Region pointing data:

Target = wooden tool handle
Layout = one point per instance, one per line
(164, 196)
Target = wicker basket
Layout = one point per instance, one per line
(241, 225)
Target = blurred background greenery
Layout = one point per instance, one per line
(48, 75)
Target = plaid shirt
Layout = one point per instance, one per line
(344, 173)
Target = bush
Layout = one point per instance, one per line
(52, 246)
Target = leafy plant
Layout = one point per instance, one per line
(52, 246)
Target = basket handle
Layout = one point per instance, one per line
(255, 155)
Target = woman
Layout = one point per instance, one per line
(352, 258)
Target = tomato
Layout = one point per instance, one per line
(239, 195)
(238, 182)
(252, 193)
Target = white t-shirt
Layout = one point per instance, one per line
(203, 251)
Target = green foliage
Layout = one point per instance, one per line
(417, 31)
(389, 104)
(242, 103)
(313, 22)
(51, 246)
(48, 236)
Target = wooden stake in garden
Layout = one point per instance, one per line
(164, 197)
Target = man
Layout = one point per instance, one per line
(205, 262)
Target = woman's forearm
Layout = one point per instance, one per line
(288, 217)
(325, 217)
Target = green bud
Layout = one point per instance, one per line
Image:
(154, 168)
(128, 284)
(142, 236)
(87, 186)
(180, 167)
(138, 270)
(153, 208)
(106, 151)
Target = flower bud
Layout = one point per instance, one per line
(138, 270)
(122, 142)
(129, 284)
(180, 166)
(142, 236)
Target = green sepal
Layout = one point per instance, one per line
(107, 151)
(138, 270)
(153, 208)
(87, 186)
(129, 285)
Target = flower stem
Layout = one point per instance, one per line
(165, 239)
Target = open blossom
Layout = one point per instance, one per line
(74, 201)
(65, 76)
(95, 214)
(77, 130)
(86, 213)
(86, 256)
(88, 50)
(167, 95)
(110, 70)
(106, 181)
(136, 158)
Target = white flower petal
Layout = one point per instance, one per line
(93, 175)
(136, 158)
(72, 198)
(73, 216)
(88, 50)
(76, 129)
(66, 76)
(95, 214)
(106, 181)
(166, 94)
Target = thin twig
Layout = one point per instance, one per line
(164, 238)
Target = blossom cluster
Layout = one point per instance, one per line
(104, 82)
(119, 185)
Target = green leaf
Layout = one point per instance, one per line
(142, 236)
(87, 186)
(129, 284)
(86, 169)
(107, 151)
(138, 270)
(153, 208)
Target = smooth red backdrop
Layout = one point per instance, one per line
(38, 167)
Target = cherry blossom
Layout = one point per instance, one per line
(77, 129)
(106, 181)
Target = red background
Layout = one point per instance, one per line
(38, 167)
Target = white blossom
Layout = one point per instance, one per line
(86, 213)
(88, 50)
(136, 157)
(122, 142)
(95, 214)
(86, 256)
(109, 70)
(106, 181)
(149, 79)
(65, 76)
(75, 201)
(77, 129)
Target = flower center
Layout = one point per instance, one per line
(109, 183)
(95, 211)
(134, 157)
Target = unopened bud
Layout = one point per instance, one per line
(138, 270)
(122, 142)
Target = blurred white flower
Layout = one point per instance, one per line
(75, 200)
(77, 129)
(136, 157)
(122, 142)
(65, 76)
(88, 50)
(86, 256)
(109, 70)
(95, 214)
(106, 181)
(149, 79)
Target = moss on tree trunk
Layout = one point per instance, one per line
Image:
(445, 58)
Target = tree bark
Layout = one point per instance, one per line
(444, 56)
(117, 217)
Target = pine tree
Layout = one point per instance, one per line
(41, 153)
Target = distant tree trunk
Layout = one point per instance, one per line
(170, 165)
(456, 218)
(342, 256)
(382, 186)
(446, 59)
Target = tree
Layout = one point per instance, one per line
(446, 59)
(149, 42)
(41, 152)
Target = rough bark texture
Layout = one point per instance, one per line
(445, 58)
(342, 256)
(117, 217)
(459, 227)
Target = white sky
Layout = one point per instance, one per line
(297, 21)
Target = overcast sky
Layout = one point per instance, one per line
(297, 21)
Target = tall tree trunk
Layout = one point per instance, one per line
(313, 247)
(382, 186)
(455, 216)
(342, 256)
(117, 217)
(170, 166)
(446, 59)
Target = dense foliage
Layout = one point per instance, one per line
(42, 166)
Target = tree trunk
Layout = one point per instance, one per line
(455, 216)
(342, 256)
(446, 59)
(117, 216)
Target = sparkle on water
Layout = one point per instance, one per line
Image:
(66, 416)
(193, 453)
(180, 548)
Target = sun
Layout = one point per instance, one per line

> **Exercise**
Scan the entries above for the line containing "Target = white flower petal", and copy it and all lines after it exactly, down to and including the line containing "Target = distant tree trunk".

> **Answer to this problem**
Target = white flower petal
Layout = one point per instance, one per line
(93, 175)
(136, 158)
(72, 198)
(73, 216)
(88, 50)
(76, 129)
(66, 76)
(95, 214)
(106, 181)
(166, 94)
Target = thin twig
Layout = one point per instance, one per line
(164, 238)
Target = blossom cluster
Layout = one point per instance, one per line
(104, 82)
(119, 185)
Target = green leaf
Layout = one point per instance, one per line
(142, 236)
(87, 186)
(129, 284)
(86, 169)
(107, 151)
(138, 270)
(153, 208)
Target = smooth red backdrop
Layout = one point per instance, one per line
(38, 167)
Target = cherry blossom
Layout = one point per instance, one per line
(77, 129)
(106, 181)
Target = red background
Layout = one point per instance, one per line
(38, 167)
Target = white blossom
Layout = one point per instance, one per line
(86, 213)
(88, 50)
(136, 157)
(122, 142)
(95, 214)
(86, 256)
(109, 70)
(106, 181)
(149, 79)
(65, 76)
(75, 201)
(77, 129)
Target = flower center
Layout = one point per instance, one per line
(109, 183)
(95, 211)
(134, 157)
Target = unopened bud
Layout = one point per instance, one per line
(138, 270)
(122, 142)
Target = blurred white flower
Layout = one point per instance, one per line
(75, 200)
(77, 129)
(136, 157)
(122, 142)
(65, 76)
(88, 50)
(86, 256)
(109, 70)
(95, 214)
(106, 181)
(149, 79)
Target = moss on tree trunk
Layout = one point per instance, one per line
Image:
(445, 58)
Target = tree bark
Layout = one point per instance, one per line
(444, 56)
(117, 217)
Target = pine tree
Layout = one point per instance, one per line
(41, 153)
Target = distant tree trunk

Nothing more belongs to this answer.